_Aufgabenstellung_
Schreibe aus der Chronik des Jahres 1986 den Abschnitt von „Chronik und Ereignisse“ bis einschließlich „geschah das Unglück.“ wortgetreu ab.

_Seitenauszug_
===

Chronik und Ereignisse 1986
Beinahe hätte das neue Jahr mit einem weiteren Erfolg
der USA bei der Eroberung des Weltalls begonnen. Doch es
kam anders. Die Welt musste mit Entsetzen zuschauen, wie
am
28.
Januar 1986 die Raumfähre „Challenger“ kurz nach
dem Start zerbrach. Fünfzehn Kilometer hatte sie sich
schon über die Erde erhoben, da geschah das Unglück.
Sieben Astronauten befanden sich an Bord. Keiner hatte
eine Chance zu überleben. Diese Katastrophe erschütterte
die Menschen zutiefst, nicht zuletzt, weil die
Fernsehanstalten weltweit das Unglück hautnah in die
Wohnzimmer übertrugen.

===

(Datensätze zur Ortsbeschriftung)
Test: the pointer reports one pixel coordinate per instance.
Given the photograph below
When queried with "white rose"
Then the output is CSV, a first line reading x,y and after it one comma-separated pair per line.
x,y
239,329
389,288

===

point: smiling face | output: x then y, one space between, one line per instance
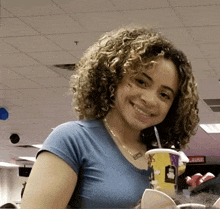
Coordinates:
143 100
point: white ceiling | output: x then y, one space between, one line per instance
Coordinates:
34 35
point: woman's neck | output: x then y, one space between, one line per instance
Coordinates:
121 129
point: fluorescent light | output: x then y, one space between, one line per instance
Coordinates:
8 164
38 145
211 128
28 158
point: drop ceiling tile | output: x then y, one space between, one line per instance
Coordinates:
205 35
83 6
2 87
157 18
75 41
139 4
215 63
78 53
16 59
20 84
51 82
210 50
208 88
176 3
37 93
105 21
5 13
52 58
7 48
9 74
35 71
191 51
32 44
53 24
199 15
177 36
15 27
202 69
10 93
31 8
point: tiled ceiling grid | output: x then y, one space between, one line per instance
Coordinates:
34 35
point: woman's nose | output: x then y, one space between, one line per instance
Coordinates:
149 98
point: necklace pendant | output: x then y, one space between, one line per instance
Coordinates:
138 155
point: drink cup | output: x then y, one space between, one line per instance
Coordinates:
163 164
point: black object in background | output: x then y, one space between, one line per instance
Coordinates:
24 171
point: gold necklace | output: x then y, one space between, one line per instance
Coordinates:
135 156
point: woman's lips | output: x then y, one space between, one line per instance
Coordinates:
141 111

===

_Vollständige Ausgabe_
Chronik und Ereignisse 1986
Beinahe hätte das neue Jahr mit einem weiteren Erfolg
der USA bei der Eroberung des Weltalls begonnen. Doch es
kam anders. Die Welt musste mit Entsetzen zuschauen, wie
am
28.
Januar 1986 die Raumfähre „Challenger“ kurz nach
dem Start zerbrach. Fünfzehn Kilometer hatte sie sich
schon über die Erde erhoben, da geschah das Unglück.